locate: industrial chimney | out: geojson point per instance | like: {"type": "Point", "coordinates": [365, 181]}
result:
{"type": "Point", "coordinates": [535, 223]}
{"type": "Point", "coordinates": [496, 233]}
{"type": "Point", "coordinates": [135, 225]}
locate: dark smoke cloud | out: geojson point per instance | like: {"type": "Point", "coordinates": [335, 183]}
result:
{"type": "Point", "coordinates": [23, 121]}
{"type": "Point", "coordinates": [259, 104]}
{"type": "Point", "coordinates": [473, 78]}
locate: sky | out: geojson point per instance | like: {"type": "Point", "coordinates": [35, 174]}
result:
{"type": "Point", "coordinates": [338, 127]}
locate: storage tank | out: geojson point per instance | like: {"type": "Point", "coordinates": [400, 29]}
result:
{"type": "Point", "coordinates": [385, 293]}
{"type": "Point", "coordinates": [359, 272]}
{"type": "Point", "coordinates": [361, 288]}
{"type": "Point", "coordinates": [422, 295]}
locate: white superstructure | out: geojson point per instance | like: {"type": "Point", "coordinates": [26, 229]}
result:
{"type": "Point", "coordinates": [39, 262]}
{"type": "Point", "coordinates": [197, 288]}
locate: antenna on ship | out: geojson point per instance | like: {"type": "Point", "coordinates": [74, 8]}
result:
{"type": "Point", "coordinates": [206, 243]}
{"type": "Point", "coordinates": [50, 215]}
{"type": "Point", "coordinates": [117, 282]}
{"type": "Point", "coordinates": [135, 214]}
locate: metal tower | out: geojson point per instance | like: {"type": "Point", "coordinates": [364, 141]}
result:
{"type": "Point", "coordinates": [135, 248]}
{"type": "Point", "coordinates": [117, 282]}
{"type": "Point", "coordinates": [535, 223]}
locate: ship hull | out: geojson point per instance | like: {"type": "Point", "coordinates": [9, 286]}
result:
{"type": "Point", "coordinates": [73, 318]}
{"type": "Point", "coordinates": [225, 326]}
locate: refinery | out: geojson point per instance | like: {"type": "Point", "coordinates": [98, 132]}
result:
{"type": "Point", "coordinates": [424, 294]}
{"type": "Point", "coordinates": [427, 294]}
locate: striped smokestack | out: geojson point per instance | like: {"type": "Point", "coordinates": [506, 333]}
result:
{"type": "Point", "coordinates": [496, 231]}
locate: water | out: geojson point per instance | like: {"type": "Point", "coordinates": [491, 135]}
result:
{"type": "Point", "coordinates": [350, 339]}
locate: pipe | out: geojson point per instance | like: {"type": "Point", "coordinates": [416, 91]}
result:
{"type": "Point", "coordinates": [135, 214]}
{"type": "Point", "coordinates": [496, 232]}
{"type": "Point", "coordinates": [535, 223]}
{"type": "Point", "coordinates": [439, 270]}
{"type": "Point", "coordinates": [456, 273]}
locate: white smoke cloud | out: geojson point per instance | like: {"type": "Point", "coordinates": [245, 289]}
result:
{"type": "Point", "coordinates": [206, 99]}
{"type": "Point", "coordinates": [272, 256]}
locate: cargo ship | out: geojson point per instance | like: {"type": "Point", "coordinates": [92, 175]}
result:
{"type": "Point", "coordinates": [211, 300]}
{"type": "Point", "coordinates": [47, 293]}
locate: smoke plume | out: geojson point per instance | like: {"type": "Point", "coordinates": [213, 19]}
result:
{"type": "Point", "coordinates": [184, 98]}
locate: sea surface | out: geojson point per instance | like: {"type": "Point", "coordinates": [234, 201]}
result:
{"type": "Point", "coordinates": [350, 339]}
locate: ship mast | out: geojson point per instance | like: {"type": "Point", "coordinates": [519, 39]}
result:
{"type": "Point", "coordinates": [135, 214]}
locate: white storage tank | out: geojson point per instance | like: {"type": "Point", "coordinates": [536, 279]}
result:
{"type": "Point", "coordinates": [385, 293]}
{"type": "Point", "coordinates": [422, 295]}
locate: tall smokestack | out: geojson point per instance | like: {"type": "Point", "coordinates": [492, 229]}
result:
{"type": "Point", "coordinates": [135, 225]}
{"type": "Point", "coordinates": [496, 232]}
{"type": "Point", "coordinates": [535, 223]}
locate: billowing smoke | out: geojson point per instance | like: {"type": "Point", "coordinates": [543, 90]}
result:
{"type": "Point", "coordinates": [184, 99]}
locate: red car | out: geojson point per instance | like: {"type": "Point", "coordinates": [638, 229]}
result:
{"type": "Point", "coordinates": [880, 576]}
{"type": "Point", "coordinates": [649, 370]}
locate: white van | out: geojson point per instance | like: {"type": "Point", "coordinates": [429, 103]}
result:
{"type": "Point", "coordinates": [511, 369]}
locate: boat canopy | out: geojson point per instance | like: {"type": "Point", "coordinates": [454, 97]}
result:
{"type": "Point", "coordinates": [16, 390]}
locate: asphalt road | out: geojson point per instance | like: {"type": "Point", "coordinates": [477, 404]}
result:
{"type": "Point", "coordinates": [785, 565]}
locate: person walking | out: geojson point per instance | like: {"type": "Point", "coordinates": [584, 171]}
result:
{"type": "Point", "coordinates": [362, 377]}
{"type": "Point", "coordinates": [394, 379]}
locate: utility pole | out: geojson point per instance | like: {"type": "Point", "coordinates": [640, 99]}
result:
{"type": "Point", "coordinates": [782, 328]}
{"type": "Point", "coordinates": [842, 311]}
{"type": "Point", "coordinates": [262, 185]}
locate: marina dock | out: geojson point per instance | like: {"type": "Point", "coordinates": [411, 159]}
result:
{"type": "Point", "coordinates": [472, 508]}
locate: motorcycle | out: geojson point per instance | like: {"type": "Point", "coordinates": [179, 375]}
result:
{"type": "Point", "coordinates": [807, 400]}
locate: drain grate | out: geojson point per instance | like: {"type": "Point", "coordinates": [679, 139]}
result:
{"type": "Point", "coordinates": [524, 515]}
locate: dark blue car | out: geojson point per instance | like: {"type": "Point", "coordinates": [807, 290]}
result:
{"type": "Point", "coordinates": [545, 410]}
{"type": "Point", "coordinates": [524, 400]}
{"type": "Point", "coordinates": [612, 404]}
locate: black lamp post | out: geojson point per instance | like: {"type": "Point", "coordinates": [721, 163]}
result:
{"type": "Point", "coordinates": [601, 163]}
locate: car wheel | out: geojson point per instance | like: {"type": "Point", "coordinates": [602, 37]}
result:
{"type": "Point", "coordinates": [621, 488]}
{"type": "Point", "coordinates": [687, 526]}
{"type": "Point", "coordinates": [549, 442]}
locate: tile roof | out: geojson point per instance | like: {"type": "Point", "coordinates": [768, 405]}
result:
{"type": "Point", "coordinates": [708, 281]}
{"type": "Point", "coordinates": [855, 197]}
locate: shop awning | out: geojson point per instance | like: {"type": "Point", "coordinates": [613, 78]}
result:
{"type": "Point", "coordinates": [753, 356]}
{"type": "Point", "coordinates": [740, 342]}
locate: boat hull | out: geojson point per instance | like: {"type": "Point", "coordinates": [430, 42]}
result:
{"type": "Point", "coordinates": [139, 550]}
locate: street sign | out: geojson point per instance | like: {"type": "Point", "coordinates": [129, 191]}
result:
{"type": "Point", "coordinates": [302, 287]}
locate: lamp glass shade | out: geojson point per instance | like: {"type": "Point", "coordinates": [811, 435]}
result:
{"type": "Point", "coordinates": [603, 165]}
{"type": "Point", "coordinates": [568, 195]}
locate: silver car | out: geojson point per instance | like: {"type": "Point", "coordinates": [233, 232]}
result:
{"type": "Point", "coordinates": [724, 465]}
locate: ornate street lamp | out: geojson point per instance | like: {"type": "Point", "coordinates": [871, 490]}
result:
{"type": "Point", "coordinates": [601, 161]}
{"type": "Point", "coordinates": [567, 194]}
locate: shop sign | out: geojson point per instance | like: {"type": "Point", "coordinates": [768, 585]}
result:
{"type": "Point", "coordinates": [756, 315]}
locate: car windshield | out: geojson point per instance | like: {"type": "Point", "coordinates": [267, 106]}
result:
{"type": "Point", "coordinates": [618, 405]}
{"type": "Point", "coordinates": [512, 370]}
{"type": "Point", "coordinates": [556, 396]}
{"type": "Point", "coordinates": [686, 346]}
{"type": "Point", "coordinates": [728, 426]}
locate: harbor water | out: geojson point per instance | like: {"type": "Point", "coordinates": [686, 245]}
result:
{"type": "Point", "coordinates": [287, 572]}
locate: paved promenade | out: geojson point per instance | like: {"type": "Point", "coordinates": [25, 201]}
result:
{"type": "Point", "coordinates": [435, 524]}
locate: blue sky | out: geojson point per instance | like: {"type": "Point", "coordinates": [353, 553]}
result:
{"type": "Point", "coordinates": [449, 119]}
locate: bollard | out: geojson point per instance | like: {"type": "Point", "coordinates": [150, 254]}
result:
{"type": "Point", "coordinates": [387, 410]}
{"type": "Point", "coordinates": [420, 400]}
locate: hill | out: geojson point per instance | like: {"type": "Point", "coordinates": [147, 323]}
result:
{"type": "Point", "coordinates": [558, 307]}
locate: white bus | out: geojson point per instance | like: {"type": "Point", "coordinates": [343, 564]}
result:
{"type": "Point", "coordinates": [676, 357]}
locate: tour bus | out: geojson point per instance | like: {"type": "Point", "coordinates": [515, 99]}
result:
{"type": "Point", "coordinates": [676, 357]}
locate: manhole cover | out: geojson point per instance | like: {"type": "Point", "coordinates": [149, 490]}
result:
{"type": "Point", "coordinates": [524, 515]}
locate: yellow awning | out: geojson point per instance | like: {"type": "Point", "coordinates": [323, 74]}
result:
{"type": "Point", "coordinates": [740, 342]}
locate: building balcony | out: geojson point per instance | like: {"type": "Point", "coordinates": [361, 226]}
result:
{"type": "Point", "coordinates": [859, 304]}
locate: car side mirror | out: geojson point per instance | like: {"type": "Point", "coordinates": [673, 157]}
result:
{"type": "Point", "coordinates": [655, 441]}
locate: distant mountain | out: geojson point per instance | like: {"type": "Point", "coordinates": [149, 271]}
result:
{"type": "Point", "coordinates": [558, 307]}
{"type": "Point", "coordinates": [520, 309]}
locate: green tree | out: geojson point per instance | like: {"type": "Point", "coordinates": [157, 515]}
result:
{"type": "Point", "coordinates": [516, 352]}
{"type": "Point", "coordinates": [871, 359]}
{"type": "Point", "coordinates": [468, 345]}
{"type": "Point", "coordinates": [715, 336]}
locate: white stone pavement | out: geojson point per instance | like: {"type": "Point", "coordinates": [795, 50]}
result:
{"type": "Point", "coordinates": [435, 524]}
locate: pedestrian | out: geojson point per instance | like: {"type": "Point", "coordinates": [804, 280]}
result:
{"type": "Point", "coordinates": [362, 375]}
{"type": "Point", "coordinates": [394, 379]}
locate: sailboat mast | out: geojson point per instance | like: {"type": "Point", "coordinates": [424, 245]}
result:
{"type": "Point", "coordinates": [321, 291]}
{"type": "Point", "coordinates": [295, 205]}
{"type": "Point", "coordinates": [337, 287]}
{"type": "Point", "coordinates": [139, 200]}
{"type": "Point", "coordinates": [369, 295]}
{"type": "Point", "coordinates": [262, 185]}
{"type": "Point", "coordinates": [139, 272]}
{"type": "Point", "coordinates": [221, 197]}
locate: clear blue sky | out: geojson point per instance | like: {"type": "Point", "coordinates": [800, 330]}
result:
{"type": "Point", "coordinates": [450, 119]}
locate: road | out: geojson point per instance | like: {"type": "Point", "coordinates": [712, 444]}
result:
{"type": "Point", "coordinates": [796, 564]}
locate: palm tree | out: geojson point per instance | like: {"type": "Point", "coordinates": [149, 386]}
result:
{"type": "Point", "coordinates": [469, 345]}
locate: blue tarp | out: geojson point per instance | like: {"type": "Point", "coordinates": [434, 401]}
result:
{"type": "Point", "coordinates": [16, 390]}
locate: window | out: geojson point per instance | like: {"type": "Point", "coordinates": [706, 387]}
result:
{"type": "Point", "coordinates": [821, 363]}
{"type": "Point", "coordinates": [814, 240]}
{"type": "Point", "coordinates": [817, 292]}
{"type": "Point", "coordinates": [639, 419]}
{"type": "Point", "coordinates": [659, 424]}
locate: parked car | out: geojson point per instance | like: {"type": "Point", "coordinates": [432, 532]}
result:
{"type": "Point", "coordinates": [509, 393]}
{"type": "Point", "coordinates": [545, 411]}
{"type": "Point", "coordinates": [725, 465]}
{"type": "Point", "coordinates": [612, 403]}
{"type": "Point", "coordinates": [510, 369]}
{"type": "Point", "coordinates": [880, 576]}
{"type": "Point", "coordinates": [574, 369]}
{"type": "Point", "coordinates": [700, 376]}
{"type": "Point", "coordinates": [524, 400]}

· · ·

● How to complete this task
Your task is to copy each line of the entries that includes the word "dark".

● Your response
locate: dark smoke cloud | out: geojson point per instance | like: {"type": "Point", "coordinates": [335, 183]}
locate: dark blue car | out: geojson point per instance | like: {"type": "Point", "coordinates": [807, 290]}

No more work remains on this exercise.